### Exercise brief
Copy out only the lines running from the one that contains "Reviewer note: every instance of the yellow rolled" through the end of the listing. Pictures stay out.

== The input

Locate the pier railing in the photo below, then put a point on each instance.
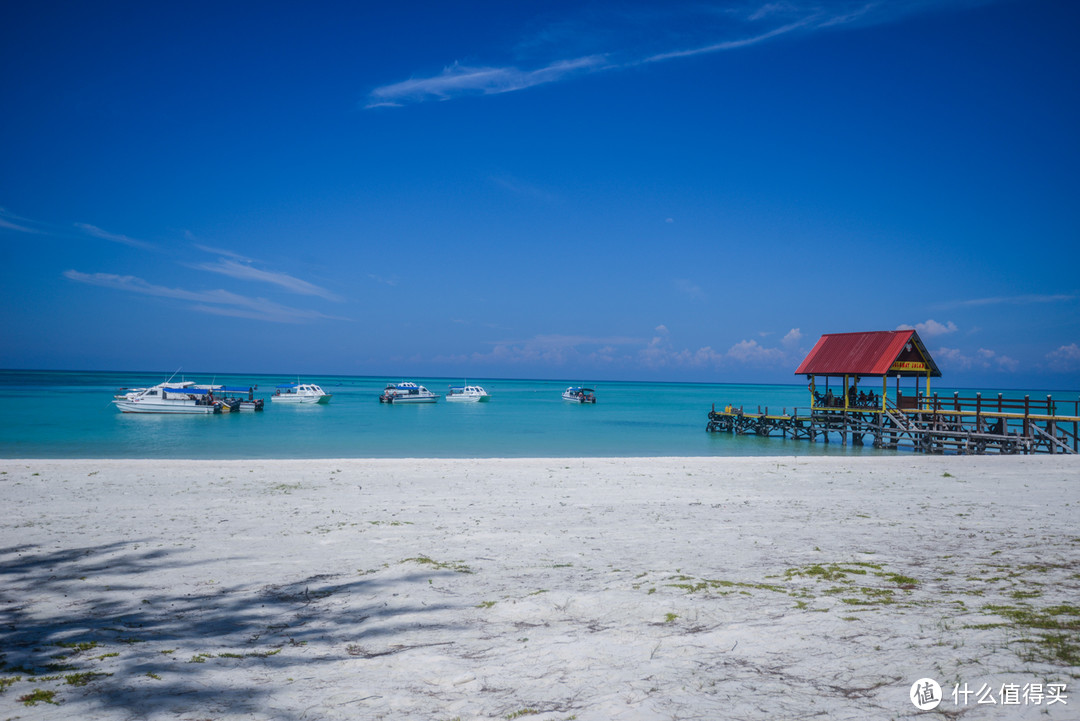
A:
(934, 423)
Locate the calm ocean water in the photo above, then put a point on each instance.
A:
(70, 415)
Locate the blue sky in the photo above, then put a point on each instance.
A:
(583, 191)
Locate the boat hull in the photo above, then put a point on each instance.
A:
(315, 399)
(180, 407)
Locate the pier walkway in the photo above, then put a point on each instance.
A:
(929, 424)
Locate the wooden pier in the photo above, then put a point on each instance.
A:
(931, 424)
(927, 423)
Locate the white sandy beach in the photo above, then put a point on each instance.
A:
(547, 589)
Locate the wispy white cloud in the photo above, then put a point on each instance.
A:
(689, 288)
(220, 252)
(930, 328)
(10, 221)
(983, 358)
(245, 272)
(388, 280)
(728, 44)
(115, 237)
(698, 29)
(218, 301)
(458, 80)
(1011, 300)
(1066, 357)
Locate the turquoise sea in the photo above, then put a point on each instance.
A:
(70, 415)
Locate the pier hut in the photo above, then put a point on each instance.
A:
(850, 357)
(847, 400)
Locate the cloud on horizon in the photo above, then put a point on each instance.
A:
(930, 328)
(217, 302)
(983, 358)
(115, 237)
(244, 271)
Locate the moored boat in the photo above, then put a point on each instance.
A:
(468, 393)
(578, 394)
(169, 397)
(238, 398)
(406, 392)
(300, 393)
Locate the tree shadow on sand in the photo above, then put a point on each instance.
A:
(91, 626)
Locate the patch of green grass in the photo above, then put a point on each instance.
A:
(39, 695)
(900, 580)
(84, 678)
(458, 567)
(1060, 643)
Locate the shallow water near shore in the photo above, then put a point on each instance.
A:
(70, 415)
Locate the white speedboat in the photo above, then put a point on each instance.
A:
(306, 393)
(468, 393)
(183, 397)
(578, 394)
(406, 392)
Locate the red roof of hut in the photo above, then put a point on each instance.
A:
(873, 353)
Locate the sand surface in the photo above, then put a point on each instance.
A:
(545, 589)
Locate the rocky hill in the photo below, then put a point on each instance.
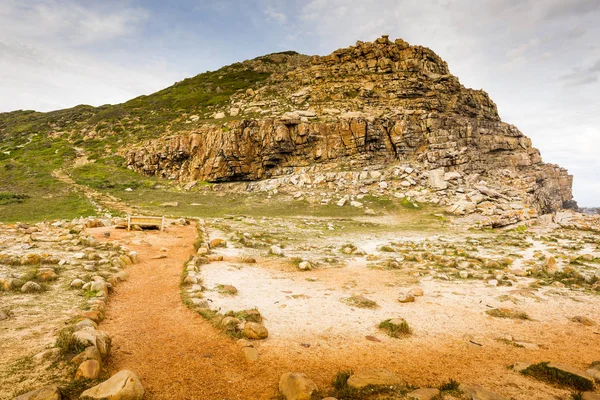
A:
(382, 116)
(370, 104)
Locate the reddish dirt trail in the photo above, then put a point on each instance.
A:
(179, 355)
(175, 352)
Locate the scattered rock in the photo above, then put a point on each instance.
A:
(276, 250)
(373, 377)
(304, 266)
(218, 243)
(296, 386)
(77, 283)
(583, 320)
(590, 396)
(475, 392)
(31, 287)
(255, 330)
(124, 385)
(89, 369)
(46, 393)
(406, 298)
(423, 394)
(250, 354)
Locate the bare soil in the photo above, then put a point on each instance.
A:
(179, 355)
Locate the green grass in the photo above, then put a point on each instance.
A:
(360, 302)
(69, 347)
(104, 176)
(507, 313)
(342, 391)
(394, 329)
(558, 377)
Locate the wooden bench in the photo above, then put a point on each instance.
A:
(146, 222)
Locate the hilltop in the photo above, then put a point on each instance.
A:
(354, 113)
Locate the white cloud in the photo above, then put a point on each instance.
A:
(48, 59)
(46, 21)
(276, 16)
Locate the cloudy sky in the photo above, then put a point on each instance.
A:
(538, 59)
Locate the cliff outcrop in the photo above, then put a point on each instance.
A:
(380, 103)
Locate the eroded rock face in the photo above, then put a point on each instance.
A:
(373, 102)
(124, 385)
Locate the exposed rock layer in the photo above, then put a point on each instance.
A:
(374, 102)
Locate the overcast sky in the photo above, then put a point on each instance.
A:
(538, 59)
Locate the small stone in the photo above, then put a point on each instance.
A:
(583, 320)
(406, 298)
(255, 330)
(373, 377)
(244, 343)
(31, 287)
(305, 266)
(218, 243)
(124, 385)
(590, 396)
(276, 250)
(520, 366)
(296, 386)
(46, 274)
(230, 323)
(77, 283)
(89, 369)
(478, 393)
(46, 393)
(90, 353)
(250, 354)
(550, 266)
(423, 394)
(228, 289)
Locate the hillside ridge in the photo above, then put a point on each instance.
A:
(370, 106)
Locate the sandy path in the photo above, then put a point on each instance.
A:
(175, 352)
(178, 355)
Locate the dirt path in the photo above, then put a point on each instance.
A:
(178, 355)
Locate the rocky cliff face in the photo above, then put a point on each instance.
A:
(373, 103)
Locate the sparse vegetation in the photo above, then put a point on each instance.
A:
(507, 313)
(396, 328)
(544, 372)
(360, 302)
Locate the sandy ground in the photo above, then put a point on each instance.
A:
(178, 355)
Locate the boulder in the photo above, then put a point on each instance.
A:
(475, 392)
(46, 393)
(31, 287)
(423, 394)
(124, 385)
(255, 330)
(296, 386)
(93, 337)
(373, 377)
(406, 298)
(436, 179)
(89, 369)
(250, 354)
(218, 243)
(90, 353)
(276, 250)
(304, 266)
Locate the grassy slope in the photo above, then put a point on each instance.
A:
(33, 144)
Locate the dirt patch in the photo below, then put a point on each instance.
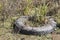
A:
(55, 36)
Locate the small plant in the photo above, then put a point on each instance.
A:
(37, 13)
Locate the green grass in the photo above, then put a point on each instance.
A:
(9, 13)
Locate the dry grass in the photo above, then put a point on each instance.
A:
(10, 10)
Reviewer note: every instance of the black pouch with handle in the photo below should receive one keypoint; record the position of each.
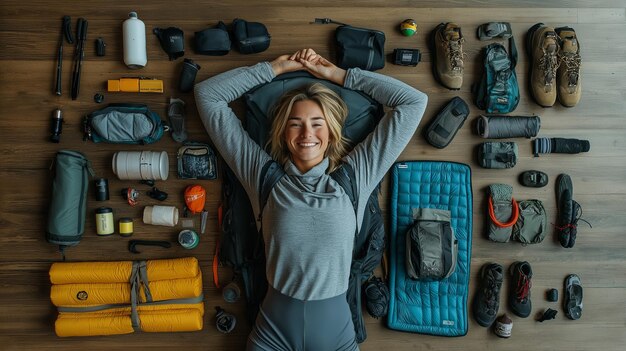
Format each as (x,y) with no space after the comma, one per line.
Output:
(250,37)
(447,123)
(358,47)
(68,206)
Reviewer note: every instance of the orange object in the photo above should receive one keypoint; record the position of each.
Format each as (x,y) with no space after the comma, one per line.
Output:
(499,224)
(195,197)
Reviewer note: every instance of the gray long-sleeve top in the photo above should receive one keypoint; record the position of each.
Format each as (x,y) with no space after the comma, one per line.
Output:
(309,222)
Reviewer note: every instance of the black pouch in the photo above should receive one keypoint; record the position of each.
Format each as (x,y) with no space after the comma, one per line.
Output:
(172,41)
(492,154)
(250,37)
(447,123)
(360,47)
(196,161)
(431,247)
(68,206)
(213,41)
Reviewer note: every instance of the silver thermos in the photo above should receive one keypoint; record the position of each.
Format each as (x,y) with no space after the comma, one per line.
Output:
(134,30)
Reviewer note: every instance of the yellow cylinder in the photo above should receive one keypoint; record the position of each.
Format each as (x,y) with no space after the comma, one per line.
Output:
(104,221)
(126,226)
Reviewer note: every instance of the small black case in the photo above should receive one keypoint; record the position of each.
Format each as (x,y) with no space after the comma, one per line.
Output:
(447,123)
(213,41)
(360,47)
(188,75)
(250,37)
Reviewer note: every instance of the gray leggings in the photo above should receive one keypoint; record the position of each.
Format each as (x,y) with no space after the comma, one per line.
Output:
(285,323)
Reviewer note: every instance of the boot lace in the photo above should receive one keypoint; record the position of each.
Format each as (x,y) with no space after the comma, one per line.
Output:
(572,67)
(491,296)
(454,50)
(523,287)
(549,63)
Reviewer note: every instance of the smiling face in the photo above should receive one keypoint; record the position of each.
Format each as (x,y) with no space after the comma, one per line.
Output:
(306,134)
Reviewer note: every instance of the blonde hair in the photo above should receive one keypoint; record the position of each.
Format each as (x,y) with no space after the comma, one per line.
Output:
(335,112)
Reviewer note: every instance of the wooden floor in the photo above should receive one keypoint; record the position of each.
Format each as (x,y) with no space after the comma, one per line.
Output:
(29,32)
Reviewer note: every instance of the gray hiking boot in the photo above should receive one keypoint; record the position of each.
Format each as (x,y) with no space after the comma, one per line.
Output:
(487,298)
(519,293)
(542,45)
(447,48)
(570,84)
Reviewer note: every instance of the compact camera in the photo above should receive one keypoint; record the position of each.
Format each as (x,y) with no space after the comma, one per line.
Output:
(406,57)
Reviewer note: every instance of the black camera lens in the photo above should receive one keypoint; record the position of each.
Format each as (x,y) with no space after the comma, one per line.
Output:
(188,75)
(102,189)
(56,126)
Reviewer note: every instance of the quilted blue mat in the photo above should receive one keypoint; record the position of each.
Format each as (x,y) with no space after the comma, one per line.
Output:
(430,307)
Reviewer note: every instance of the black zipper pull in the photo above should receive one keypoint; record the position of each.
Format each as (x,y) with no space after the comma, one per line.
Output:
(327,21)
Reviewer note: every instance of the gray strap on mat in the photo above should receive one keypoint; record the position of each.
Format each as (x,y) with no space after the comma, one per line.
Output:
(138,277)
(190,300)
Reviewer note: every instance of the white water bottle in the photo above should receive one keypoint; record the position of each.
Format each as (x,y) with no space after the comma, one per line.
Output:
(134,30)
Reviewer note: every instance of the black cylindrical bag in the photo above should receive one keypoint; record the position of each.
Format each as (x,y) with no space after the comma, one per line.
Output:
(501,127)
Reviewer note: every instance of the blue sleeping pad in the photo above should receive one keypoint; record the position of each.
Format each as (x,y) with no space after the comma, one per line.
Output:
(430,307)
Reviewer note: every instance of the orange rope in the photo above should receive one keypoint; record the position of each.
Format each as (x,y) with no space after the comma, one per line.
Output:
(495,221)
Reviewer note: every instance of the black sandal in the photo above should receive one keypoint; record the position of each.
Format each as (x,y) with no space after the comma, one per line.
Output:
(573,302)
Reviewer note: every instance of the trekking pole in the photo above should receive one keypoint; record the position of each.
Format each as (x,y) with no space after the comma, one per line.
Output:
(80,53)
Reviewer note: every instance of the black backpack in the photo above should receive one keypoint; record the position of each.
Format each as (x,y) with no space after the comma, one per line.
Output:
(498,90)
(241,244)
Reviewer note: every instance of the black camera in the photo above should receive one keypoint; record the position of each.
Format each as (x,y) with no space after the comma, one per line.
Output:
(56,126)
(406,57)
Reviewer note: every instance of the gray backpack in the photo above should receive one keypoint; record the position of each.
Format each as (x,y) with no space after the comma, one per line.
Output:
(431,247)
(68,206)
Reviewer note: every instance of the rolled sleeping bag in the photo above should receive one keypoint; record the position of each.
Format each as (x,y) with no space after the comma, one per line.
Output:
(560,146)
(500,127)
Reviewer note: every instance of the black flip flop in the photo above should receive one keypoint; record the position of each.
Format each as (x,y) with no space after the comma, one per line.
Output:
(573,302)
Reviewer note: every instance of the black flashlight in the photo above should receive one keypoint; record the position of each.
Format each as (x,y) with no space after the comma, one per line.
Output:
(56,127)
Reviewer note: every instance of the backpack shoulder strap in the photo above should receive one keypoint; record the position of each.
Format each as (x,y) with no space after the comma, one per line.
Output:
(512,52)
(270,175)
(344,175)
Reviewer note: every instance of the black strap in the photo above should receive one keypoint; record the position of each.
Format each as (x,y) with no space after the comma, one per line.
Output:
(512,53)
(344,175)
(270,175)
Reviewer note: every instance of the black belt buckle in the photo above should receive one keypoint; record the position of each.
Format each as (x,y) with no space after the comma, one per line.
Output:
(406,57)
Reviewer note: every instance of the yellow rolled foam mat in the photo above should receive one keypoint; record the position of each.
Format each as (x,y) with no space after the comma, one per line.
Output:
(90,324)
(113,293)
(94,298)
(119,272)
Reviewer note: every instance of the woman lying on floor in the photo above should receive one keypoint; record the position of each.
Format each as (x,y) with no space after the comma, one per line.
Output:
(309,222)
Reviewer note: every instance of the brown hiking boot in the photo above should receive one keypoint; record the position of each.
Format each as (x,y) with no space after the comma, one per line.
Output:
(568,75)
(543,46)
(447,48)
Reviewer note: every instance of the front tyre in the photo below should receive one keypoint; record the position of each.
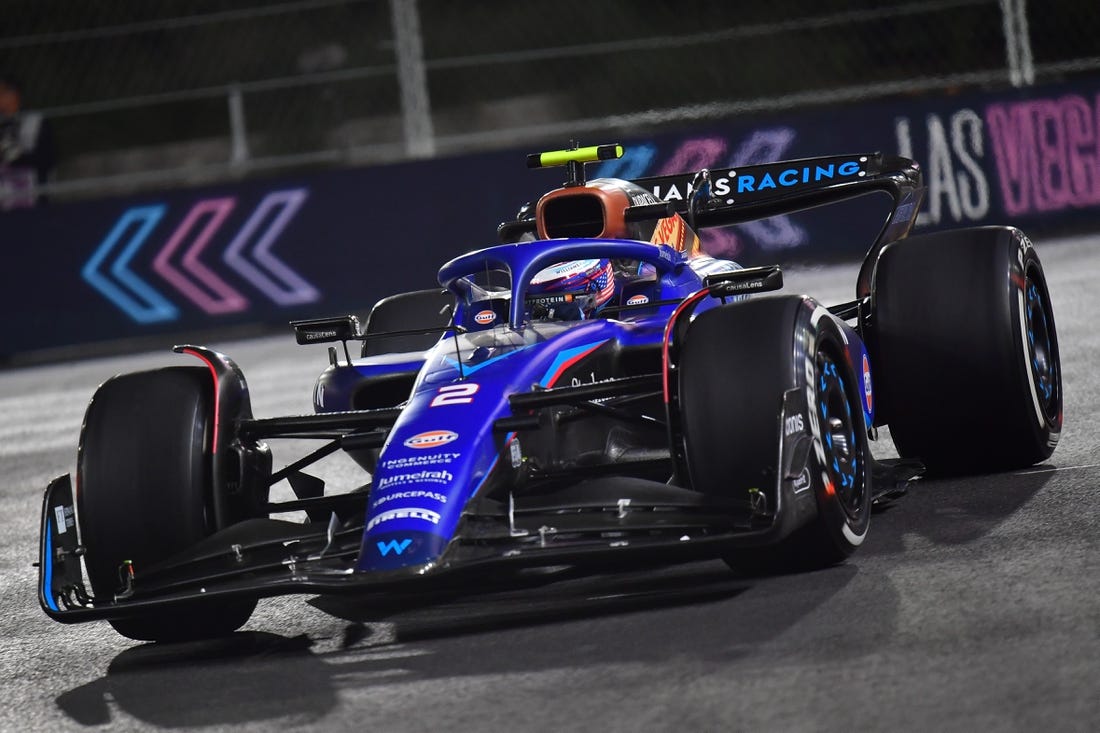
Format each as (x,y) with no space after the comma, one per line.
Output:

====

### The output
Reviewer note: every instance of the yellow rolled foam mat in the photo above should receive one keypoint; record the position of each.
Format each as (x,y) with no space after the comma, one per line.
Output:
(90,324)
(113,293)
(94,298)
(119,272)
Reviewer note: every instance of the woman lying on floor in the photo above should receive one keypoint; record the position of each.
Format each as (x,y) with no space after the comma, one per line.
Output:
(309,222)
Reviewer note: every instance of the brown hiking boot in the photo above should receive one keypoint; record the position of each.
Format each as (x,y) with no space after the comma, one per line.
Output:
(568,75)
(543,46)
(447,48)
Reviewer note: every instance of the front tyre in the photo below should receive one keypoint; record the position of each.
Format each as (x,y) with no space after the comma, one per line.
Output:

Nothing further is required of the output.